■ Task to complete ■
Each entry below is to be copied verbatim.

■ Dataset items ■
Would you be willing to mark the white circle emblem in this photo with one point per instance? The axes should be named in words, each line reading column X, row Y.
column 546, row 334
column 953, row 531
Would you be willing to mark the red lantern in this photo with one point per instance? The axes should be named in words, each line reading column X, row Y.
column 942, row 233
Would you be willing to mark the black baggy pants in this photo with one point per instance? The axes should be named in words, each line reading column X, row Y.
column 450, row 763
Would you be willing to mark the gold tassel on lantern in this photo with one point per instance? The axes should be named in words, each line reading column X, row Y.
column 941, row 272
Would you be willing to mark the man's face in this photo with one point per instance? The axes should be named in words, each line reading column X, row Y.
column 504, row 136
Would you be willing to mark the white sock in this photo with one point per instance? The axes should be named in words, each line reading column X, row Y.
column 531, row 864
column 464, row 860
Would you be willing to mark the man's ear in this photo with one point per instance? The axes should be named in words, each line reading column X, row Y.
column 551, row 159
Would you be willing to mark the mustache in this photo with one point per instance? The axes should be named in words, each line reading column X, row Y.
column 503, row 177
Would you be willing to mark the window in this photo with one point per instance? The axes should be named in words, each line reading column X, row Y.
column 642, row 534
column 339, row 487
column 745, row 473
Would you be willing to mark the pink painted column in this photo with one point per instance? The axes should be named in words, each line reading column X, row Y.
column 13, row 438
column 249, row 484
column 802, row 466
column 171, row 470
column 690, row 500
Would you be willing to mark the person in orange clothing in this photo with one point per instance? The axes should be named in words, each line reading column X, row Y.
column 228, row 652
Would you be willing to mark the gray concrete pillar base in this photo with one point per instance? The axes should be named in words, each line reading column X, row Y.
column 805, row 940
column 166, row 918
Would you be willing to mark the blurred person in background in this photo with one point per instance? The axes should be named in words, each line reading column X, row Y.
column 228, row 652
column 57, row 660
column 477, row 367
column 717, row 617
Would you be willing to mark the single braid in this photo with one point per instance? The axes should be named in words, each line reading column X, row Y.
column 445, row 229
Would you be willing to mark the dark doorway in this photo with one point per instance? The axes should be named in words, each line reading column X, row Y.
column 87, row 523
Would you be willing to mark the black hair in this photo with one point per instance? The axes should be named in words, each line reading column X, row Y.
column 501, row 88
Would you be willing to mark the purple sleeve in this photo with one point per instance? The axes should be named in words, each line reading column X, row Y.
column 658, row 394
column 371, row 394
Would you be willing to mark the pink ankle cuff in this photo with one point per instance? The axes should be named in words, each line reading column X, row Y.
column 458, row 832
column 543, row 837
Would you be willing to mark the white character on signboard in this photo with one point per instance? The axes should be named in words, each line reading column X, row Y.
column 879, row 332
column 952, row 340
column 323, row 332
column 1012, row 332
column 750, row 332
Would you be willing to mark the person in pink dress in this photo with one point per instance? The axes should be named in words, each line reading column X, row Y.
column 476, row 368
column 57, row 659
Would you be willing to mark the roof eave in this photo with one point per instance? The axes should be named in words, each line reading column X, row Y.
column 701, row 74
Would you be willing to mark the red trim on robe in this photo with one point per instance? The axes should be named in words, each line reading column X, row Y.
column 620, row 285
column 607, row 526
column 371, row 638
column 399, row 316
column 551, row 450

■ Task answer ■
Would you be willing to mark the white circle emblem in this photo with one point per instance? The axes should be named in words, each line reading column X, row Y.
column 546, row 334
column 953, row 531
Would you be willing to mark the red lantern in this photo with one point per instance? The axes should be named in words, each line reading column X, row Y.
column 942, row 233
Would you be willing to mark the black baggy pants in this photo with one point per instance? The axes should be named in words, each line reading column X, row Y.
column 450, row 763
Would you be willing to mark the gold tassel on lantern in this photo with one point per instance? The axes should be named in words, each line reading column X, row Y.
column 941, row 272
Would you be willing to mark the man's face in this photo with one point per instance? The axes should be named in words, each line reading column X, row Y.
column 504, row 136
Would you be willing to mark the white sock in this photo with one point per instance? The axes should be named in words, each line reading column X, row Y.
column 531, row 864
column 464, row 860
Would you be willing to mark the man's ear in this photo with one point per instance? The axes should be named in words, each line reading column X, row Y.
column 551, row 159
Would you be willing to mark the mustache in this photo with one point per instance? The axes should be named in words, each line reading column X, row Y.
column 503, row 177
Would you be willing to mark the window in this photo with one point per instance? The axes should be named in words, each line reading column X, row Y.
column 642, row 534
column 339, row 487
column 745, row 473
Would you be willing to mark the pink painted column in this photo with one point per instance? The axes should be named in words, each line reading column X, row Y.
column 13, row 438
column 249, row 484
column 802, row 466
column 171, row 470
column 690, row 500
Would you be willing to mark the person in orange clothing in this photo with one point per instance? The axes should be named in words, each line reading column X, row Y.
column 228, row 652
Would you be willing to mark the gray concrete pillar base in this photo with one point per instance? The axes should be named in words, each line reading column X, row Y.
column 805, row 940
column 166, row 918
Would you be willing to mark the blurred person in background in this photo with one point per instance? The axes should be named in words, each line reading column X, row Y.
column 228, row 652
column 57, row 660
column 477, row 367
column 717, row 617
Would you be willing to mark the single braid in this photo with one point per instance? The axes should be named in words, each line reading column X, row Y.
column 445, row 229
Would you be willing to mark the dark doorway in this photo with one point per instance? The axes should be named in words, each line reading column X, row Y.
column 87, row 523
Would you be willing to mark the black hair in this photo with one point per instance? The axes should be named in words, each line reading column X, row Y.
column 501, row 88
Would you be willing to mark the purple sleeve in this photo with one point per instance? The axes should be named in words, each line reading column X, row Y.
column 658, row 394
column 371, row 394
Would you be willing to mark the pink ankle cuff in this photo with one point per instance? The axes should be named in words, each line reading column X, row Y.
column 458, row 832
column 543, row 837
Would you be willing to mark the white character on signboard in this photo with one point per instance? The axes should be named in words, each line reading column X, row Y.
column 879, row 332
column 952, row 340
column 323, row 332
column 1012, row 332
column 750, row 332
Would you be willing to mark the person in pink dress in this photo with one point per instance? The axes should be named in words, each line reading column X, row Y.
column 476, row 368
column 57, row 659
Would you be willing to mark the roof eave in this photo with one point per instance? The axes should be named in words, each line reading column X, row Y.
column 701, row 74
Would you be willing to mark the red trim on robe in this photo with one point per instance? The axes should be named in words, each line reading column X, row Y.
column 620, row 285
column 607, row 526
column 371, row 638
column 399, row 316
column 551, row 450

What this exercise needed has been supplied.